=== Testo fornito ===

3. Il provvedimento del Questore era, tuttavia, annullato dal Tribunale amministrativo regionale per l’Abruzzo, secondo cui la normativa nazionale vigente in materia di scommesse e di concorsi pronostici (art. 88 r.d. n. 773/1931 ed art. 4 legge 410/1989) posta a base dell’impugnato diniego, poiché realizzava un regime di monopolio in favore dello Stato, non poteva avere applicazione in quanto incompatibile con i principi comunitari della libertà di stabilimento (art. 43 Trattato UE) e della libera prestazione dei servizi all’interno dell’Unione europea (art. 49). Secondo i giudici di primo grado, la funzione di controllo per motivi di ordine pubblico, virtualmente idonei a giustificare (ex art. 46 del Trattato) le restrizioni nazionali agli anzidetti principi comunitari, risultava nella realtà ampiamente superata e smentita da una politica legislativa di notevole incentivazione dell’offerta, alla quale è sotteso il dichiarato, effettivo e prevalente interesse d’incrementare il gettito fiscale in favore dell’erario. Il divieto contemplato dalle norme interne era, in particolare- sempre secondo il Tribunale amministrativo regionale- da un lato, del tutto indiscriminato, riguardando eventi e giochi che travalicano quelli prestabiliti sotto l’egida del Coni e dell’Unire (soggetti abilitati al rilascio delle concessioni) e dall’altro contrastante con i principi costituzionali enunciati negli artt. 3, 10, 11, 15 e 41 della Costituzione, oltre che in violazione del principio della proporzionalità (più di una volta evocato nella giurisprudenza della Corte di giustizia europea): i motivi d’interesse generale, ove effettivamente sussistenti- secondo i giudici di primo grado- non dovrebbero mai superare la soglia di stretta necessarietà che consente di raggiungere l’obiettivo perseguito, posto che il controllo sull’attività in questione per motivi di ordine pubblico, da una parte, e l’interesse fiscale, dall’altra, ben possono essere realizzati in sede di rilascio dell’autorizzazione di polizia (invano richiesta nel caso di specie).

===

Consegna ▸
Spiega in una-tre frasi perché, secondo il testo fornito, il Tribunale amministrativo regionale per l'Abruzzo riteneva inapplicabile la normativa nazionale su scommesse e concorsi pronostici. L'elenco che compare più avanti è materiale a sé, distinto dal testo fornito.

=== Dati forniti ===

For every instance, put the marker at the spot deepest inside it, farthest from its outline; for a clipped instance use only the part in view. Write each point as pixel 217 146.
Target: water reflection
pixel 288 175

===

Svolgimento ▸
Quella normativa realizzava un regime di monopolio in favore dello Stato. Per questo, secondo il Tribunale, era incompatibile con i principi comunitari della libertà di stabilimento (art. 43 Trattato UE) e della libera prestazione dei servizi all'interno dell'Unione europea (art. 49).